*提示文:*

* * * * * * * * *

アメリカ国立公園の思い出 (US National Parks)

 私は1993年~95年まで米国カリフォルニア州、スタンフォード大学医学部に研究者として留学しました。日本人留学生は殆どが30才代で、家族を伴い倹約生活を送っていました。サンフランシスコから車で約1時間、パロアルトという全米屈指の治安の良い町に住みました。ちょうどケネデイのように若くて人気の高いクリントンが大統領に就任した時で、アップル、サン、ネットスケープなどシリコンバレーも活気にあふれていました。湿気が少なく清々しく澄み渡った青空、プール付きの家にリスやハチドリがごく普通に現れる住宅地、緑に恵まれた道路や芝の整った広い公園、快適なフリーウエイ、など本当に恵まれた環境でした。留学中のハイライトはなんといっても国立公園巡りです。アメリカの国立公園はスケールが大きく、自然や生態系がよく保護され整備されています。アメリカに住んでいるわけですので国内旅行の気楽さがありました。私たちが訪れたお勧めの国立公園を4つご紹介します。

 最初は6月に訪れたヨセミテ。自宅から約5時間の運転で公園入口近くのモーテルに到着します(愛車は当時も今もアメリカで一番人気のトヨタカムリ(中古))。経験のある人はよくご存知ですが、アメリカのレストランは日本人にとっては口に合わず、お米と炊飯器、海苔や梅干し、缶詰などを持ち込んでモーテルで自炊します。ナパワインとパンがあれば最高。公園内に入るとエルキャピタンをはじめとする断崖絶壁、勢いよく流れ落ちる滝が出迎えてくれます。夏のヨセミテはアメリカ人にも人気で、沢山の人が公園内でキャンプしています。ハーフドーム(ちょうど球体を真っ二つに割ったような巨大な岩山)を望むグレッシャーポイントまで昇ります。トレイル脇には澄んだ川が流れ湧水が岩肌を流れ落ちます。2歳のわが子を家内と交代で背負いながらしばし登山家の気分(家内はワンゲル部出身でスイスイ、私は非体育会系でゼイゼイ)。絶景を目の前にし、どこか別な天体に舞い降りたかのような感動を覚えました。

* * * * * * * * *

*データ:*

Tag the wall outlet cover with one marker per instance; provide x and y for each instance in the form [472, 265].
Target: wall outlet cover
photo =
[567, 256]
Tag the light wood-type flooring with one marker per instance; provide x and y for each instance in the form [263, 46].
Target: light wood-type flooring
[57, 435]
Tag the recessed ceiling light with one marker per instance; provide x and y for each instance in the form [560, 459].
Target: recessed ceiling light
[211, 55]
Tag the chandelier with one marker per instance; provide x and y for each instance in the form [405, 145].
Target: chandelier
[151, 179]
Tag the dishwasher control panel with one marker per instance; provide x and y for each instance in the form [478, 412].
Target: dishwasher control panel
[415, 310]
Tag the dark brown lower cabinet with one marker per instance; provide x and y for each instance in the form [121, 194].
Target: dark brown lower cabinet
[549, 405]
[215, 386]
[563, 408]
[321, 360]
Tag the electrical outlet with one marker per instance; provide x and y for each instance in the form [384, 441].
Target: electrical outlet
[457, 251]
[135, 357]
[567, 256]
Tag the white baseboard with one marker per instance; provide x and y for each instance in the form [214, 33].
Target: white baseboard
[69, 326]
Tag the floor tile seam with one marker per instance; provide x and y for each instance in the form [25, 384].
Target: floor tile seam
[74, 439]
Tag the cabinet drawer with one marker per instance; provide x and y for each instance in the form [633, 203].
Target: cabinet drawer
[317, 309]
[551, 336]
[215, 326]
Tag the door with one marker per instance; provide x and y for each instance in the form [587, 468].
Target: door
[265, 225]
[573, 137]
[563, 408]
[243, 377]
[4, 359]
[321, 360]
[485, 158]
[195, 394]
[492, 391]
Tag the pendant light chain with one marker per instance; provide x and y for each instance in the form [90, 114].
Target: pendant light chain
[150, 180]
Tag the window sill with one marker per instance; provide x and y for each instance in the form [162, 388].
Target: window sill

* * * * * * * * *

*取り組む課題:*
A – 国立公園の文章によると、筆者が留学中に住んだ町は何という町か。
B – 次の(i)〜(iii)が国立公園の文章と合っているかをはい・いいえで答え、それぞれ決め手となる本文の言葉をそのまま引用せよ。
(i) 日本人留学生の多くは30才代だった。
(ii) 筆者はヨセミテを8月に訪れた。
(iii) 筆者の愛車は新車のトヨタカムリだった。
C – 国立公園の文章を、最後の文の後から書き進めよ。
データは国立公園の文章とは別の資料である。

*課題別の解答:*
A – パロアルト。

B –
(i) はい。「日本人留学生は殆どが30才代で」
(ii) いいえ。「最初は6月に訪れたヨセミテ」
(iii) いいえ。「トヨタカムリ(中古)」

C –
 2番目は3月に訪れたグランドキャニオン~グランドサークル。ロスアンジェルスから車で出発、ラスベガスで一泊し、翌日グランドキャニオンを訪れるとロッジ付近は一面の雪景色でした。息子は初めての雪投げで大はしゃぎ。マーサーポイントから大峡谷を眺めると、幾重にも堆積した赤茶けた地層が浸食され宮殿のように果てしなく続き、谷底には悠々とコロラド川が流れています。ヘリコプターによる空中散歩も堪能しました。163号線を北上するとモニュメントバレーに到着。赤茶けた砂漠の大地に様々に風化し孤立した岩の柱やテーブル状の台地が現れます。西部劇でおなじみの風景は地平線の彼方まで広がり、開拓時代にタイムスリップしたようです。翌日訪れたブライスキャニオンは鍾乳洞を逆さにしたように風化した無数の岩の赤茶けた尖塔群が、まるで古代ローマのコロセウムのように何層もの円形状に並んでいます。太陽の日差しによってオレンジや黄色、白色など神秘的な光を放つ様はこの世のものとは思えぬ美しさでした。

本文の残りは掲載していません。